_DIRECTION 1_.
Using the passage on the United States below, answer these:
(a) How many eras of reason does it say Western philosophy has had since the golden age of Greece?
(b) What does it name as America's founding ideal?
(c) What does it give as the economic implementation of political freedom?
_DIRECTION 2_.
Repeat the part of the passage on the United States below, starting with "Since the golden" and going on through "of the Enlightenment.".

----- SELECTED TEXT -----

I can say—not as a patriotic bromide, but with full knowledge of the necessary metaphysical, epistemological, ethical, political and esthetic roots—that the United States of America is the greatest, the noblest and, in its original founding principles, the only moral country in the history of the world.
Since the golden age of Greece, there has been only one era of reason in twenty-three centuries of Western philosophy. During the final decades of that era, the United States of America was created as an independent nation. This is the key to the country—to its nature, its development, and its uniqueness: the United States is the nation of the Enlightenment.
America’s founding ideal was the principle of individual rights. Nothing more—and nothing less. The rest—everything that America achieved, everything she became, everything “noble and just,” and heroic, and great, and unprecedented in human history—was the logical consequence of fidelity to that one principle. The first consequence was the principle of political freedom, i.e., an individual’s freedom from physical compulsion, coercion or interference by the government. The next was the economic implementation of political freedom: the system of capitalism.

----- EXTRACTED DATA -----

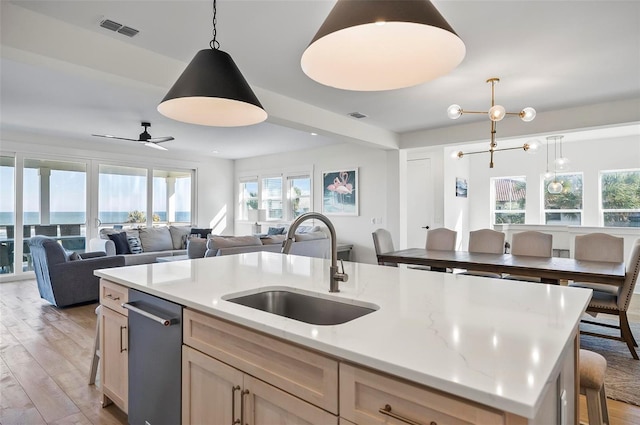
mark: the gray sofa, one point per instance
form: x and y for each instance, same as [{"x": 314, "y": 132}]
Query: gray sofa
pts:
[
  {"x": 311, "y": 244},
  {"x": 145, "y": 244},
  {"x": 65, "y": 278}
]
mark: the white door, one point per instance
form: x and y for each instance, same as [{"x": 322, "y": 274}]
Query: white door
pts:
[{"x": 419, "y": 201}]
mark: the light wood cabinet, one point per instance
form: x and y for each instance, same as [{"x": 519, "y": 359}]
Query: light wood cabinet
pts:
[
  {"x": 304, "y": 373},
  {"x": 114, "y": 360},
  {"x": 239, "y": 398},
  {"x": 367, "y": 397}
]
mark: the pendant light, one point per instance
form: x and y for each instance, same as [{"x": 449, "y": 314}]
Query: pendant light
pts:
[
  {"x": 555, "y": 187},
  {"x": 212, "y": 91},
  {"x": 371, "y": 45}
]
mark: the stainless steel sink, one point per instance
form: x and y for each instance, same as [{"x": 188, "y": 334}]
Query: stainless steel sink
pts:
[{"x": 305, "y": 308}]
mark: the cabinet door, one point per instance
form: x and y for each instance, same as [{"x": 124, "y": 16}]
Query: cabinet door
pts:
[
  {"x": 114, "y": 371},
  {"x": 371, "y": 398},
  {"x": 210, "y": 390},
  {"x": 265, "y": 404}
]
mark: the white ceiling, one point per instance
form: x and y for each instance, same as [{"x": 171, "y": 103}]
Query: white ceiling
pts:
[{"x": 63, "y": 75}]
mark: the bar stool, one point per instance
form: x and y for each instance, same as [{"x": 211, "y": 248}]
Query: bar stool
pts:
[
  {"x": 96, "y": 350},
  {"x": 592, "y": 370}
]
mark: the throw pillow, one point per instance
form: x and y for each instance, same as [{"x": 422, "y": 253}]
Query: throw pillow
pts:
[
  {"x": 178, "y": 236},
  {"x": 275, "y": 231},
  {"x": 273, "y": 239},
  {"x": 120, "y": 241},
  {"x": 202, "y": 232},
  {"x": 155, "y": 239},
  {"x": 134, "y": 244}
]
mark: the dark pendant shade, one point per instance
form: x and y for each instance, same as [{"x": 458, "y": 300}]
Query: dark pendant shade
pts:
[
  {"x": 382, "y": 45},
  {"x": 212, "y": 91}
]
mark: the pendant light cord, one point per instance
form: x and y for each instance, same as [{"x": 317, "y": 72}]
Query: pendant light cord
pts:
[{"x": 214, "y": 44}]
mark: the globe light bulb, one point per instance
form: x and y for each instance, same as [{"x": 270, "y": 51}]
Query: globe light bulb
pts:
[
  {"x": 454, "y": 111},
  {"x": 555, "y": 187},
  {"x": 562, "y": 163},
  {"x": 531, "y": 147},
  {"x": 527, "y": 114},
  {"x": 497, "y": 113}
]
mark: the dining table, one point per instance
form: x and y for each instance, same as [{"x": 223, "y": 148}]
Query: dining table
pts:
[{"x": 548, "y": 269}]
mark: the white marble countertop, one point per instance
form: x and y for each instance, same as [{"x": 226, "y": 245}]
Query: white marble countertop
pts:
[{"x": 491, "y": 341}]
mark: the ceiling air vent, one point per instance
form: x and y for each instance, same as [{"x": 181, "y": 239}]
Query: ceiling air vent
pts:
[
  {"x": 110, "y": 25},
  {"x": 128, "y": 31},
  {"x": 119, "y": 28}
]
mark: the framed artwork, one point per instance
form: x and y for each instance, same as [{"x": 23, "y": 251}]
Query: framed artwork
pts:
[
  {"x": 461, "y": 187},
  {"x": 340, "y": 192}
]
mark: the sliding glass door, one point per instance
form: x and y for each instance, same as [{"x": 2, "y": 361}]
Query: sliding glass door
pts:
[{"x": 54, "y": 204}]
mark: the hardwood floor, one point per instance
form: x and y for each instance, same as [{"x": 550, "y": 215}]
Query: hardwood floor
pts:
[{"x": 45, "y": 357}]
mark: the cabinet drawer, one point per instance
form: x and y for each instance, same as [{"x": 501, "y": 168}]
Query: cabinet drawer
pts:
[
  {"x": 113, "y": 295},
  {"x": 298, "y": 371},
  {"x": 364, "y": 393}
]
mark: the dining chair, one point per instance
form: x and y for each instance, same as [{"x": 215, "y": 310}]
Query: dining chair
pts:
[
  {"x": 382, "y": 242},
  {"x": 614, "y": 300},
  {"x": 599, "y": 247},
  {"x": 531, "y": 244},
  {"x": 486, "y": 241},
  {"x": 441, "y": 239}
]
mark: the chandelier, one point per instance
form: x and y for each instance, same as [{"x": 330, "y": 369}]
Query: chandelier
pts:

-----

_FINAL ANSWER 1_.
(a) Only one, in twenty-three centuries.
(b) The principle of individual rights.
(c) The system of capitalism.

_FINAL ANSWER 2_.
Since the golden age of Greece, there has been only one era of reason in twenty-three centuries of Western philosophy. During the final decades of that era, the United States of America was created as an independent nation. This is the key to the country—to its nature, its development, and its uniqueness: the United States is the nation of the Enlightenment.